▶ What you will do:
Each line of the data needs to be transcribed exactly.

BEGIN

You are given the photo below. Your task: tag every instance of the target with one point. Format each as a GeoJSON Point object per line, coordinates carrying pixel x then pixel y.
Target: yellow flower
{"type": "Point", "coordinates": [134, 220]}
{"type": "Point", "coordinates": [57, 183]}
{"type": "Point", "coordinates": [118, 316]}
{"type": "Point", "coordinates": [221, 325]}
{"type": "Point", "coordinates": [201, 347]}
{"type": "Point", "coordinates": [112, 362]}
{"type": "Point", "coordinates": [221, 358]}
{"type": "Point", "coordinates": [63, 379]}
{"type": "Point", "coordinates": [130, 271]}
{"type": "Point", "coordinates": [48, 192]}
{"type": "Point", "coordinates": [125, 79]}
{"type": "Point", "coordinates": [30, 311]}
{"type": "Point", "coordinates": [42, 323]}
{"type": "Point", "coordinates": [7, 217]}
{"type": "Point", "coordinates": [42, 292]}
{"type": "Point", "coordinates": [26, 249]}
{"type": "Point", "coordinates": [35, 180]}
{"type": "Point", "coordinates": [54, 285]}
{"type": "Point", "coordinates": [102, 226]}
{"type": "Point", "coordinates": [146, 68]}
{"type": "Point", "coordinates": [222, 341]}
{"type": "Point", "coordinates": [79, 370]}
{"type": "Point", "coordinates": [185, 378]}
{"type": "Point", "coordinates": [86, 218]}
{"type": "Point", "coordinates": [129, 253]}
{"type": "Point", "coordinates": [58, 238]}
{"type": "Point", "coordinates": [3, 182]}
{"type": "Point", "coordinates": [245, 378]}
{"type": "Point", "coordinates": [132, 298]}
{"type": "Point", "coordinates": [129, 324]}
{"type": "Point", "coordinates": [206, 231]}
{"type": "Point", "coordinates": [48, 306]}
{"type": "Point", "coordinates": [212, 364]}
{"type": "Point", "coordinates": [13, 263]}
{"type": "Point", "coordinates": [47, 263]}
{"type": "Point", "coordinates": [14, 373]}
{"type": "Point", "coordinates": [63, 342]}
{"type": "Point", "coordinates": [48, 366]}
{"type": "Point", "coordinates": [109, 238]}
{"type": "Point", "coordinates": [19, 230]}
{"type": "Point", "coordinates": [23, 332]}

END

▶ Response below:
You are given the photo below. Your task: tag every instance of the target with one point. Format each as a GeoJSON Point object per line, coordinates carrying pixel x then pixel y.
Target: yellow flower
{"type": "Point", "coordinates": [134, 220]}
{"type": "Point", "coordinates": [57, 183]}
{"type": "Point", "coordinates": [118, 316]}
{"type": "Point", "coordinates": [221, 325]}
{"type": "Point", "coordinates": [201, 347]}
{"type": "Point", "coordinates": [112, 362]}
{"type": "Point", "coordinates": [221, 358]}
{"type": "Point", "coordinates": [63, 379]}
{"type": "Point", "coordinates": [130, 271]}
{"type": "Point", "coordinates": [48, 192]}
{"type": "Point", "coordinates": [125, 79]}
{"type": "Point", "coordinates": [30, 311]}
{"type": "Point", "coordinates": [42, 323]}
{"type": "Point", "coordinates": [7, 217]}
{"type": "Point", "coordinates": [42, 292]}
{"type": "Point", "coordinates": [26, 249]}
{"type": "Point", "coordinates": [35, 180]}
{"type": "Point", "coordinates": [54, 285]}
{"type": "Point", "coordinates": [102, 226]}
{"type": "Point", "coordinates": [146, 68]}
{"type": "Point", "coordinates": [222, 341]}
{"type": "Point", "coordinates": [79, 370]}
{"type": "Point", "coordinates": [185, 378]}
{"type": "Point", "coordinates": [86, 218]}
{"type": "Point", "coordinates": [129, 253]}
{"type": "Point", "coordinates": [58, 238]}
{"type": "Point", "coordinates": [3, 182]}
{"type": "Point", "coordinates": [245, 378]}
{"type": "Point", "coordinates": [132, 298]}
{"type": "Point", "coordinates": [129, 324]}
{"type": "Point", "coordinates": [206, 231]}
{"type": "Point", "coordinates": [48, 306]}
{"type": "Point", "coordinates": [212, 364]}
{"type": "Point", "coordinates": [13, 263]}
{"type": "Point", "coordinates": [47, 263]}
{"type": "Point", "coordinates": [14, 373]}
{"type": "Point", "coordinates": [63, 342]}
{"type": "Point", "coordinates": [48, 366]}
{"type": "Point", "coordinates": [109, 238]}
{"type": "Point", "coordinates": [19, 230]}
{"type": "Point", "coordinates": [23, 332]}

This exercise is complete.